* TEXTAUSZUG
○ ○ ○
Israelischen Ministern drohen erstmals EU-Sanktionen
In der EU werden erstmals Sanktionen gegen israelische Regierungsmitglieder geprüft. Chefdiplomat Josep Borrell legte zu einem Außenministertreffen in Brüssel einen Vorschlag für Strafmaßnahmen gegen Finanzminister Bezalel Smotrich und Polizeiminister Itamar Ben-Gvir vor. Ihnen werden Menschenrechtsverletzungen und Aufstachelung zum Hass vorgeworfen.
Ben-Gvir hatte sich zuletzt unter anderem dafür ausgesprochen, Hilfslieferungen in den Gazastreifen zu stoppen, um die dort herrschende Terrororganisation Hamas zum Aufgeben zu bewegen.
Ähnlich äußerte sich Finanzminister Smotrich. Er bezeichnete eine mögliche Blockade von Hilfsgütern bis zur Freilassung aller israelischen Geiseln der Hamas als moralisch und gerechtfertigt, selbst wenn dies den Hungertod von zwei Millionen Menschen im Gazastreifen bedeute. Zugleich räumte er ein, dass die internationale Gemeinschaft ein solches Vorgehen nicht zulassen würde.
Die Hamas hat nach israelischer Zählung derzeit noch mehr als 100 Geiseln in ihrer Gewalt. Mindestens ein Drittel davon gilt jedoch als tot. Insgesamt verschleppten palästinensische Terroristen am 7. Oktober vergangenen Jahres mehr als 250 Menschen aus Israel in das Küstengebiet. Rund 1.200 Menschen wurden bei dem beispiellosen Terroranschlag getötet. Israels Armee reagierte mit verheerenden Angriffen in Gaza, bei denen nach palästinensischen Angaben bereits mehr als 40.000 Menschen getötet wurden.
Baerbock schließt deutsche Zustimmung nicht aus
Ob und wenn ja, wann der Vorschlag von Borrell umgesetzt wird, ist noch unklar. Hintergrund ist, dass Sanktionsbeschlüsse in der Europäischen Union einstimmig gefasst werden müssen und Länder wie Deutschland, Tschechien und Ungarn Sanktionsforderungen gegen Israel bislang eher kritisch gegenüberstanden.
Außenministerin Annalena Baerbock schloss bei dem EU-Treffen allerdings eine deutsche Zustimmung zu den Plänen nicht aus. Die Grünen-Politikerin machte deutlich, dass aus ihrer Sicht allein die gesetzlichen Vorgaben und die Vorwürfe gegen die Politiker ausschlaggebend sein sollten. Es müsse im Einzelfall geprüft werden, ob diese für eine Sanktionierung ausreichten, sagte sie.
Sollten die Sanktionspläne umgesetzt werden, dürften die Betroffenen nicht mehr in die EU einreisen. Zudem müssten möglicherweise in der EU vorhandene Vermögenswerte von ihnen eingefroren werden.
○ ○ ○
* ARBEITSAUFTRAG 1
Welchen beiden israelischen Ministern werden im Textauszug über mögliche EU-Sanktionen Menschenrechtsverletzungen und Aufstachelung zum Hass vorgeworfen?
* ARBEITSAUFTRAG 2
Tausche in den Einträgen "foliage" gegen "leaves" aus, beginnend mit der Zeile mit "The component shall locate one point per instance of the thin" bis einschließlich zum Ende der Einträge. Gib nur diese Zeilen wieder und lass alles andere darin unverändert.

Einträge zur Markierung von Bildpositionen
○ ○ ○
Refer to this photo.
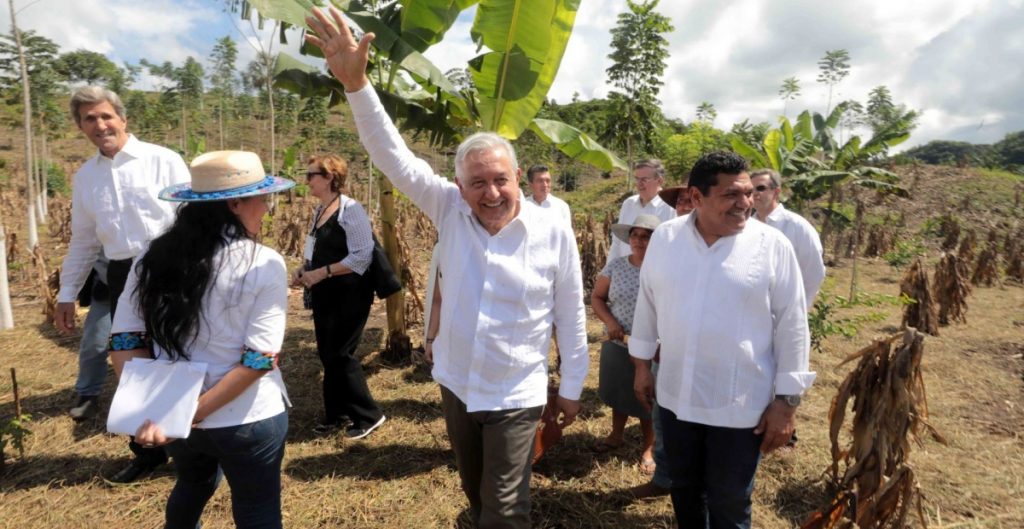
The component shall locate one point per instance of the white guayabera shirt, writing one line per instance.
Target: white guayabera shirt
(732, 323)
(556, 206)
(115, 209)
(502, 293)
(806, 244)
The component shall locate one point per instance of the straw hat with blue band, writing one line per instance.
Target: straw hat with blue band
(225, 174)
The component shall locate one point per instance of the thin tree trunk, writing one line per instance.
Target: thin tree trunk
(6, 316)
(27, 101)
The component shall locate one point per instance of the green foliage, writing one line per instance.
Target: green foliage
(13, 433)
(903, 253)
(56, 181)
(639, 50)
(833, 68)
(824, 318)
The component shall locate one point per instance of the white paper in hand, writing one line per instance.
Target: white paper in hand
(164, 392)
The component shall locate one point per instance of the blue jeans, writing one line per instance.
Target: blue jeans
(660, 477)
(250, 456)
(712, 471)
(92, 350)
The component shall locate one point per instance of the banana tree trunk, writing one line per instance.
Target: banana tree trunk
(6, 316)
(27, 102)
○ ○ ○
* ANTWORT 1
Finanzminister Bezalel Smotrich und Polizeiminister Itamar Ben-Gvir.

* ANTWORT 2
The component shall locate one point per instance of the thin tree trunk, writing one line per instance.
Target: thin tree trunk
(6, 316)
(27, 101)
The component shall locate one point per instance of the green leaves, writing one line per instance.
Target: green leaves
(13, 433)
(903, 253)
(56, 181)
(639, 50)
(833, 68)
(824, 318)
The component shall locate one point per instance of the white paper in hand, writing one line per instance.
Target: white paper in hand
(164, 392)
The component shall locate one point per instance of the blue jeans, writing one line per instance.
Target: blue jeans
(660, 477)
(250, 456)
(712, 471)
(92, 350)
The component shall locate one point per instance of the banana tree trunk, writing one line per instance.
Target: banana tree trunk
(6, 316)
(27, 102)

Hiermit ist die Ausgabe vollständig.